- **Goal**
Repeat every one of the records below word for word, changing nothing.
========
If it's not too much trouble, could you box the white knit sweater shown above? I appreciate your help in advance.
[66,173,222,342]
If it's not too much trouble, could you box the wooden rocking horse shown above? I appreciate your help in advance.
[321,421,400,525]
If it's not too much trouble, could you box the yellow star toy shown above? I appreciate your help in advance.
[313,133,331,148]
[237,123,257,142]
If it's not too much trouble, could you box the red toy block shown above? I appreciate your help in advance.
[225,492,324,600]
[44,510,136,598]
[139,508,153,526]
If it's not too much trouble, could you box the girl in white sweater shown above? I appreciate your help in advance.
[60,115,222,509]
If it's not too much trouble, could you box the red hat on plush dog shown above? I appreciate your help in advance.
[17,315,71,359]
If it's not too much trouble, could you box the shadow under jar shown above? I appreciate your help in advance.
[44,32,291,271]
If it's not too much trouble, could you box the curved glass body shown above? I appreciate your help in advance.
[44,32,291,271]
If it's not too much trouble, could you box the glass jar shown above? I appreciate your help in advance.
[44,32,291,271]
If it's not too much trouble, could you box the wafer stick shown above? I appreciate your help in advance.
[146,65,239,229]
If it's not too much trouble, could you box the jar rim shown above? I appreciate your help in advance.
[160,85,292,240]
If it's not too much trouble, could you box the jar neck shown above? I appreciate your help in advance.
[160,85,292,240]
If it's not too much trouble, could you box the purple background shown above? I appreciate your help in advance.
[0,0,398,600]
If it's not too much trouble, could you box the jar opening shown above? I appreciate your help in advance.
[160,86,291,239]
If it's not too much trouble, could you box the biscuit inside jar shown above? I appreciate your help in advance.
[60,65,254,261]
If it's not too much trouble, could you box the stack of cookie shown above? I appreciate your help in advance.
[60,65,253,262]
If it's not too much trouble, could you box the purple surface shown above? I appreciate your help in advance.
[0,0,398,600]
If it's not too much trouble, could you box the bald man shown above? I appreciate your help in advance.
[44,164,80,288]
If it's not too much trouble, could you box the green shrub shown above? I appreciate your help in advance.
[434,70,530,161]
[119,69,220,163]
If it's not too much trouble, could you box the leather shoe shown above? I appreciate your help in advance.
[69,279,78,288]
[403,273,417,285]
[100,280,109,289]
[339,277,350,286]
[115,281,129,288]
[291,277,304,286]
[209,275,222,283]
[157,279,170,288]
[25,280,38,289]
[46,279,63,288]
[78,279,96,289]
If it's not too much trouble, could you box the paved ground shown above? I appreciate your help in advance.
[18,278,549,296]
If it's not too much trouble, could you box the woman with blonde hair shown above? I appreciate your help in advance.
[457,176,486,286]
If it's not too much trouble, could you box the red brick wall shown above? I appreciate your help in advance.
========
- **Solution for this task**
If it's not too much trouble, could you box the white knit sweater shown above? I appreciate your help in advance.
[66,173,222,342]
If it's not too much trouble, could you box the wooden rocking horse shown above? I appreciate your help in advance.
[321,421,400,525]
If it's not too much trouble, could you box the yellow star toy shown above? I appreciate your help in advance.
[313,133,331,148]
[237,123,257,142]
If it's not too much trouble, could you box the red toy block shown above? I appreciate your help in advance.
[225,492,324,600]
[44,510,136,598]
[139,508,153,526]
If it's not too much trouble, could you box the girl in white sweater shown above? I appreciate your help in advance.
[60,115,222,509]
If it's not too much trouble, could you box the red hat on plush dog shown above? I appreciate your help in advance.
[17,315,71,359]
If it's not too much trouble, could you box the shadow under jar shown above? I appreciate your help in advance.
[44,32,291,271]
If it's not too much trouble, could you box the curved glass body shown above? I appreciate your help in advance.
[44,32,291,271]
If it's not too much trouble, could you box the glass jar shown above? I appreciate your help in advance.
[44,32,291,271]
If it's not too much trouble, could you box the wafer stick shown above? I appreciate your help in advance.
[146,65,239,229]
If it's not too much trouble, could you box the jar rim shown above? I appreciate your help in advance.
[160,85,292,240]
If it's not too much trouble, could you box the jar neck shown above? I appreciate your help in advance.
[160,85,292,240]
If it's not too much trouble, could you box the purple background shown above? I appreciate your help in advance.
[0,0,398,600]
If it's not too much trouble, could you box the jar opening shown above? I appreciate your help in advance.
[160,86,291,239]
If it's not too much trouble, could you box the biscuit inside jar shown above? I appreciate your help in advance.
[60,65,254,261]
If it's not too much trouble, could you box the stack of cookie shown above? I appreciate your help in advance.
[60,65,253,262]
If it's not too much trouble, could you box the purple surface shown above? I appreciate your help in advance.
[0,0,398,600]
If it's not too much trouble, could you box the bald man shown above? I appreciate your help in advance.
[44,164,80,288]
If it's not too much trouble, could you box the green shrub shown above? I appreciate your help in advance.
[434,70,530,161]
[119,69,220,163]
If it's not too much trouble, could you box the leather shoe shown above? I appreciate your help in advance.
[69,279,78,288]
[403,273,417,285]
[100,280,109,289]
[339,277,350,286]
[115,281,129,288]
[291,277,304,286]
[209,275,222,283]
[157,279,170,288]
[25,280,38,289]
[46,279,63,288]
[78,279,96,289]
If it's not too much trouble, could you box the paved ground shown above? I appreciate your help in advance.
[18,278,549,296]
If it's not too much trouble, could you box the woman with blonde hair shown above? I appreciate your help in advance.
[457,176,486,286]
If it's not too much trouble, could you box the red brick wall shown above? I appreciate your help in advance.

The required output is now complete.